> _Part of a data file_
----------------
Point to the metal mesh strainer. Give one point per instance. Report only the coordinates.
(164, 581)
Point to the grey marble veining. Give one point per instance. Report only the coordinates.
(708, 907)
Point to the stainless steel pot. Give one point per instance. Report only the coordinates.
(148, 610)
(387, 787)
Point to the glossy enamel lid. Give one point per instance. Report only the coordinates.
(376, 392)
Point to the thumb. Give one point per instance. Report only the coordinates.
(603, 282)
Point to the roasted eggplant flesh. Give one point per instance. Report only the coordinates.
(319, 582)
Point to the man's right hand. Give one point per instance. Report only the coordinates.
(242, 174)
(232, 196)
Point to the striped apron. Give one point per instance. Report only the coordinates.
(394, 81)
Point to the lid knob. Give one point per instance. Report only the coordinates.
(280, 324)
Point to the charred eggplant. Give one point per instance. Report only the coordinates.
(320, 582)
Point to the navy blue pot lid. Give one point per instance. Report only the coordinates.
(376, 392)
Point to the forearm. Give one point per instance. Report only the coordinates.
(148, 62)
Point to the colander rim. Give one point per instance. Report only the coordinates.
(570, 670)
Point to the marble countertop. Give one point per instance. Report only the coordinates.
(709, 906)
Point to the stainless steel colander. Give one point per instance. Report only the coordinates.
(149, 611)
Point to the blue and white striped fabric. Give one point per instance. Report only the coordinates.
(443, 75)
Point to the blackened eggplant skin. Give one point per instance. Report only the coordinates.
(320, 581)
----------------
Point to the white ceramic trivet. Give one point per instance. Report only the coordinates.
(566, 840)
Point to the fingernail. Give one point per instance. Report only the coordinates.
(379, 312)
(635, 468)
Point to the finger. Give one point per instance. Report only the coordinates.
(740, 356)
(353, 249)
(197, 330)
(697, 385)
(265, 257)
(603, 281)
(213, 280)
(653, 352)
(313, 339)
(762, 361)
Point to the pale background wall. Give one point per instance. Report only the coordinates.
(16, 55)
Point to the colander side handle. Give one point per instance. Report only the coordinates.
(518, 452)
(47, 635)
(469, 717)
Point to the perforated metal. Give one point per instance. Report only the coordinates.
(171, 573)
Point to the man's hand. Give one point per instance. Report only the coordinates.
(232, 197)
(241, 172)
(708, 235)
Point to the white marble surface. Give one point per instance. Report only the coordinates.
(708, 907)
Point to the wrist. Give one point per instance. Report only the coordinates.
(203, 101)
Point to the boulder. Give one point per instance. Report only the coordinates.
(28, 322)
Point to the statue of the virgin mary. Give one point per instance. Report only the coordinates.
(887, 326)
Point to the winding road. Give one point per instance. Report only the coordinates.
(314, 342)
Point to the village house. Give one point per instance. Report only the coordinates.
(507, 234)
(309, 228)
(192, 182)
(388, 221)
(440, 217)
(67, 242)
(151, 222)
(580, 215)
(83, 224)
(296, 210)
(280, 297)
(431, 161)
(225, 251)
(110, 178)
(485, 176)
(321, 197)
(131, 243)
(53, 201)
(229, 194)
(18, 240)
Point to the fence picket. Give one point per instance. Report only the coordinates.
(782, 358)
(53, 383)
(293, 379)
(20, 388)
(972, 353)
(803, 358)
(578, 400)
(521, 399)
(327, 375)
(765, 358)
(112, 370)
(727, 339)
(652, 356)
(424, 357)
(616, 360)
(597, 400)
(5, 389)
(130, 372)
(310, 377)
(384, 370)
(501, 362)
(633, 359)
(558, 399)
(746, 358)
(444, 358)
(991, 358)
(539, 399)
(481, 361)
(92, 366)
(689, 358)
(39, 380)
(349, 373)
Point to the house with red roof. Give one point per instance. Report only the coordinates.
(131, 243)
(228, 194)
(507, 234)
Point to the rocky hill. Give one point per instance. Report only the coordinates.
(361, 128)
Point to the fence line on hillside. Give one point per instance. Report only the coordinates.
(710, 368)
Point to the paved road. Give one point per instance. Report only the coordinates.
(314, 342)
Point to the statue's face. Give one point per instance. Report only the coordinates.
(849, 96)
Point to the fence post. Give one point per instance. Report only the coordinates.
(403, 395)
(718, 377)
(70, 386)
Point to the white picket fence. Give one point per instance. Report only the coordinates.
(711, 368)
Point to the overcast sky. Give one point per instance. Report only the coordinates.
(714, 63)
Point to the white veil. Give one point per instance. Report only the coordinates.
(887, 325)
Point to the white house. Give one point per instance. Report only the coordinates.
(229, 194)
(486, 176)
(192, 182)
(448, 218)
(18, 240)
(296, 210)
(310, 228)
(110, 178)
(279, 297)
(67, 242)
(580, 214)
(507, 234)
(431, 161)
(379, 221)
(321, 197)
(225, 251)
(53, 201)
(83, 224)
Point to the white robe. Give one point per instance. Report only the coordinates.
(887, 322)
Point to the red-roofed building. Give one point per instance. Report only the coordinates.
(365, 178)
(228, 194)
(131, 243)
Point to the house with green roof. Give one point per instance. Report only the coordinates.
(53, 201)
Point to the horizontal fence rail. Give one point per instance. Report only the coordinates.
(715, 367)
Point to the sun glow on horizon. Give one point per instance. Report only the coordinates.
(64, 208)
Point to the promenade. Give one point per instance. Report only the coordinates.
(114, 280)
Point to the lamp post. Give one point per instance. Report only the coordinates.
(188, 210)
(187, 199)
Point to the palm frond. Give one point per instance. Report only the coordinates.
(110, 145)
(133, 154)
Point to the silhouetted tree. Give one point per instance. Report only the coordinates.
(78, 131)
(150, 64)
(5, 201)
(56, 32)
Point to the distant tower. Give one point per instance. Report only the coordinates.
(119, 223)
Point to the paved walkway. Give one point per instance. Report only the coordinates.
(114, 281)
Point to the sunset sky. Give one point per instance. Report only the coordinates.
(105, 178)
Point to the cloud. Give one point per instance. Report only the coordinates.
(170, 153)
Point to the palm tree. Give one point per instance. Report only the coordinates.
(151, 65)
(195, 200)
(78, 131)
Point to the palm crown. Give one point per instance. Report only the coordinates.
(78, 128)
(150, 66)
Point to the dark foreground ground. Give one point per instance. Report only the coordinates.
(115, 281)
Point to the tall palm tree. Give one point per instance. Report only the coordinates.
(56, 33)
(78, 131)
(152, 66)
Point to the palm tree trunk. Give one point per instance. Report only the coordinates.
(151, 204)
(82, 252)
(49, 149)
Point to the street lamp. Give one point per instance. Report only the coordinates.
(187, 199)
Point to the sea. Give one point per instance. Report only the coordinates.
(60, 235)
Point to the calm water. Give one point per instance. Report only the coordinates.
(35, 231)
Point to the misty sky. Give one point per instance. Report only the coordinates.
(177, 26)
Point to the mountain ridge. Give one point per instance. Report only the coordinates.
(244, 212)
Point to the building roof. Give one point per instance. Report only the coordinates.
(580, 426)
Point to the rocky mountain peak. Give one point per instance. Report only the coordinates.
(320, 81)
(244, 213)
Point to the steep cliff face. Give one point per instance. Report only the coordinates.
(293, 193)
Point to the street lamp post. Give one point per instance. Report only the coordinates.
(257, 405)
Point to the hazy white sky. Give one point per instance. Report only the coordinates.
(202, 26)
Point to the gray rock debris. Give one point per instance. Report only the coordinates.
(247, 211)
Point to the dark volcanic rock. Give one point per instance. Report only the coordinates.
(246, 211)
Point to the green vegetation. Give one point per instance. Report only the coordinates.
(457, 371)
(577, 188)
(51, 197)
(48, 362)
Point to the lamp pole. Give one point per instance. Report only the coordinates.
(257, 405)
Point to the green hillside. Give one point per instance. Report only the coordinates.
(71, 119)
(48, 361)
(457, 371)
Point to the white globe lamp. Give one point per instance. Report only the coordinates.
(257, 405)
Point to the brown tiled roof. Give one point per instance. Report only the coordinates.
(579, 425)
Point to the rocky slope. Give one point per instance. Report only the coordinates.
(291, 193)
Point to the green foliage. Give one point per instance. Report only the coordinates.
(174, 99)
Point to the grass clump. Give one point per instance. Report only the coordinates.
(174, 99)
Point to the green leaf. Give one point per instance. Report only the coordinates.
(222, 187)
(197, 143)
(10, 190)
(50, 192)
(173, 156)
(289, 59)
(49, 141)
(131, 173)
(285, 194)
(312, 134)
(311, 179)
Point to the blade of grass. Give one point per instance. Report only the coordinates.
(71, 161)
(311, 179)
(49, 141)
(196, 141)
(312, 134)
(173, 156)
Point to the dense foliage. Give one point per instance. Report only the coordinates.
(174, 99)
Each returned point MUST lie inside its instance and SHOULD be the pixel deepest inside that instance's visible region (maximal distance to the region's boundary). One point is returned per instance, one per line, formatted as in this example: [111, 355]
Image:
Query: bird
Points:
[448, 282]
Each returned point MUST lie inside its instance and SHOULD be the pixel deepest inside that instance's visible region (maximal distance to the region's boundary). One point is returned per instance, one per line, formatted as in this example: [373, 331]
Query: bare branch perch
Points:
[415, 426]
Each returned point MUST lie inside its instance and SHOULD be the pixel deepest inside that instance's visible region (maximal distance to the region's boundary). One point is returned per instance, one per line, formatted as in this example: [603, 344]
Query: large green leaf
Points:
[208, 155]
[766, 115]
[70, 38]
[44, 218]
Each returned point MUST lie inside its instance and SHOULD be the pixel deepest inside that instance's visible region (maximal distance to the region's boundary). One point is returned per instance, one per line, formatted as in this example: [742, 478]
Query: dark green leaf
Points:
----------------
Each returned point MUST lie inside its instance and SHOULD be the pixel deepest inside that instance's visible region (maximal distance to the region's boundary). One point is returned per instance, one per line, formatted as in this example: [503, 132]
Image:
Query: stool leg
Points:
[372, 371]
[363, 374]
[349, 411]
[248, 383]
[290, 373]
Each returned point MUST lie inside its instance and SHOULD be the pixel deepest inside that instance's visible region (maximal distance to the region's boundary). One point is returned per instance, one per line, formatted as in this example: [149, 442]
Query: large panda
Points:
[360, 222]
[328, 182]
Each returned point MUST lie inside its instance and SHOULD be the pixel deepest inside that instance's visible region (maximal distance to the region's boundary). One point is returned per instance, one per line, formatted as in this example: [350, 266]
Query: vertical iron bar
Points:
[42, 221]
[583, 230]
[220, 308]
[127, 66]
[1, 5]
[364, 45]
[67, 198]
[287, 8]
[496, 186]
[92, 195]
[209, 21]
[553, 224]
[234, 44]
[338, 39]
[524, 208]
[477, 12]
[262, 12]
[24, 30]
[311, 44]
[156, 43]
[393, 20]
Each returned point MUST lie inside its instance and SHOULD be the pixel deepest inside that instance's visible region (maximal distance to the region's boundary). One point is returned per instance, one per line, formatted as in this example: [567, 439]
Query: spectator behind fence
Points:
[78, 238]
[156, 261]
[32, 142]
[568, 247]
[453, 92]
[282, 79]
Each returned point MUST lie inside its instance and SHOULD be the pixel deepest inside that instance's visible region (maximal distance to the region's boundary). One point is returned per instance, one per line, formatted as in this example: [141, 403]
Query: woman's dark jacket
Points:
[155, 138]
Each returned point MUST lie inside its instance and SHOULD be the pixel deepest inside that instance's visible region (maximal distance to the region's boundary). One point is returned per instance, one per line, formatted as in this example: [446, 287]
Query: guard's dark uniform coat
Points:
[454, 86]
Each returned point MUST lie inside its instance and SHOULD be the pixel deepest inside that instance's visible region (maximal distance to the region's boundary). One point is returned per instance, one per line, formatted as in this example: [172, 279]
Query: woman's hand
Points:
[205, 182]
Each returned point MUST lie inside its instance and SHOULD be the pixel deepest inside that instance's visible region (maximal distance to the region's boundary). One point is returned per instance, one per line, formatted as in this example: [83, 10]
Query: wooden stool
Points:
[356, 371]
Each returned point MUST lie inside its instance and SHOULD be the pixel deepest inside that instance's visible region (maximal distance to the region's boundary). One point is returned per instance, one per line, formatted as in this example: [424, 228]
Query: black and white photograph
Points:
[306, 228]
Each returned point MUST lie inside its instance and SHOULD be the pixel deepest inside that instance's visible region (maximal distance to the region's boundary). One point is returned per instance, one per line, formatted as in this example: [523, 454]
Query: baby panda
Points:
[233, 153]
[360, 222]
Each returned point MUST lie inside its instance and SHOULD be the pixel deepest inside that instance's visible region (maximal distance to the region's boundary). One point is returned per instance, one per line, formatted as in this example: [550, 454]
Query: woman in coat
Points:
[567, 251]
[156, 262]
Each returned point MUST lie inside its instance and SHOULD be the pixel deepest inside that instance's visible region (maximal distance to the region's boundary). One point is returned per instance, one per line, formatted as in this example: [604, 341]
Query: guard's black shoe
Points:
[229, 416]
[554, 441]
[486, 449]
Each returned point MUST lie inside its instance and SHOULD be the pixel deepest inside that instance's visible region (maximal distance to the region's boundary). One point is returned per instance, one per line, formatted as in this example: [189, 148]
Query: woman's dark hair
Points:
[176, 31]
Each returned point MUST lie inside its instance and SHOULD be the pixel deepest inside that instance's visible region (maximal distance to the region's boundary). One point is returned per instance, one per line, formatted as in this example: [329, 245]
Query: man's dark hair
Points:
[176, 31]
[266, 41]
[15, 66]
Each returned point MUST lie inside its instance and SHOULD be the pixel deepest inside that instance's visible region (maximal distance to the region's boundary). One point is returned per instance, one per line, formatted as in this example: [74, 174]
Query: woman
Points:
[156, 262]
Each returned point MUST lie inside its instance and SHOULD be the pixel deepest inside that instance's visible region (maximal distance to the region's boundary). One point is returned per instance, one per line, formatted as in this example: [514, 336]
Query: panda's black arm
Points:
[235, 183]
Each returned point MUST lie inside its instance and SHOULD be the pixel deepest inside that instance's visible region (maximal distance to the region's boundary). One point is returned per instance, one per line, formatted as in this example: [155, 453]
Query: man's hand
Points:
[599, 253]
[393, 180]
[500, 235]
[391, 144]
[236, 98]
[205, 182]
----------------
> _To be done_
Count the lines in the data above that contain the word "panda" and give only that number.

> _Right answer_
3